Pick out every line of the items below that contains the word "water" and copy each one.

** START OF Given data **

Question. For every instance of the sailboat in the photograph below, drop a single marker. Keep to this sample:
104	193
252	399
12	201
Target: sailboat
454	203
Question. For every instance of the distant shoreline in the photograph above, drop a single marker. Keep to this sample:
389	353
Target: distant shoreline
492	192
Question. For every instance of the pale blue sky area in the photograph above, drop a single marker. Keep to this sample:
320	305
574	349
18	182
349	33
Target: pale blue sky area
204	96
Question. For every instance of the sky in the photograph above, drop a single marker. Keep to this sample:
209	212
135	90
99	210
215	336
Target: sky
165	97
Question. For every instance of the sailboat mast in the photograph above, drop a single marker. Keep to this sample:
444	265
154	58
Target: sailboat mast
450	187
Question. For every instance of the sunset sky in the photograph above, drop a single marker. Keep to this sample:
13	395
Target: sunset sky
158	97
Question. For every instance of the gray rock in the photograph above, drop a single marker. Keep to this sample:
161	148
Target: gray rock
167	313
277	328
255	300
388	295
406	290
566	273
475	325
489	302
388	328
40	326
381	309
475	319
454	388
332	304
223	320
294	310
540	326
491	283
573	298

** END OF Given data **
** START OF Given data **

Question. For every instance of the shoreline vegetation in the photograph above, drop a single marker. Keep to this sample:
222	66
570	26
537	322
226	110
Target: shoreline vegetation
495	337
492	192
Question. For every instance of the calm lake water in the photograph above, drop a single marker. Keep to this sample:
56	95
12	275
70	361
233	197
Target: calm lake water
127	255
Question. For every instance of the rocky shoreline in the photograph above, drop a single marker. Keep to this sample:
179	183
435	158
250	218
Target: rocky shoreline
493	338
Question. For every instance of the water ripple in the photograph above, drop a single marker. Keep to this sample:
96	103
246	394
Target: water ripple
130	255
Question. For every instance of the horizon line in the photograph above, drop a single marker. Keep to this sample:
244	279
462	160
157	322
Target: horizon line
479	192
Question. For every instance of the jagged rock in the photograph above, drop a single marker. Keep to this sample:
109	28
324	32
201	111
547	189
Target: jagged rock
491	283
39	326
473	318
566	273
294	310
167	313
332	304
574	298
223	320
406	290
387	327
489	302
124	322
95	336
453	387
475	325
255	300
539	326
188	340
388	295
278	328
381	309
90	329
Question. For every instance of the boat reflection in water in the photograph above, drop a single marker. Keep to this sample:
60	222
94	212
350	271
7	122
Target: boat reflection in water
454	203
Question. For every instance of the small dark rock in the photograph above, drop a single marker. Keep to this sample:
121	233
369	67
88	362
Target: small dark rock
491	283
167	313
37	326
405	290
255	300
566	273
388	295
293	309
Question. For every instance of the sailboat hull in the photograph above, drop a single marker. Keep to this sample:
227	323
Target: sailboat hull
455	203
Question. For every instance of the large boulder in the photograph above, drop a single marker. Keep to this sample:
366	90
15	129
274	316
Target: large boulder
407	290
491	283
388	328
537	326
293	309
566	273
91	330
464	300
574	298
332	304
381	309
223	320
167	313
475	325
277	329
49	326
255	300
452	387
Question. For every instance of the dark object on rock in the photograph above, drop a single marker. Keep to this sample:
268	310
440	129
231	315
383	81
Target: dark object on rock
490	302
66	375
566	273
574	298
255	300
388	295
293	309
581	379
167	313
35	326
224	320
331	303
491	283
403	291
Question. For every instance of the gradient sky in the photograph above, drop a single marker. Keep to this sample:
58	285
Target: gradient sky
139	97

** END OF Given data **

*Full solution*:
Question. For every instance of the calm lake water in the photograph above, drop a single marker. Keep to this sample:
Target: calm lake water
Question. For every instance of the water ripple in the photograph above, drop a single marker. Keep to this sample:
Target: water ripple
Question. For every instance of the boat reflection in water in the photograph above, drop a single marker. Keep to this sample:
Target: boat reflection in water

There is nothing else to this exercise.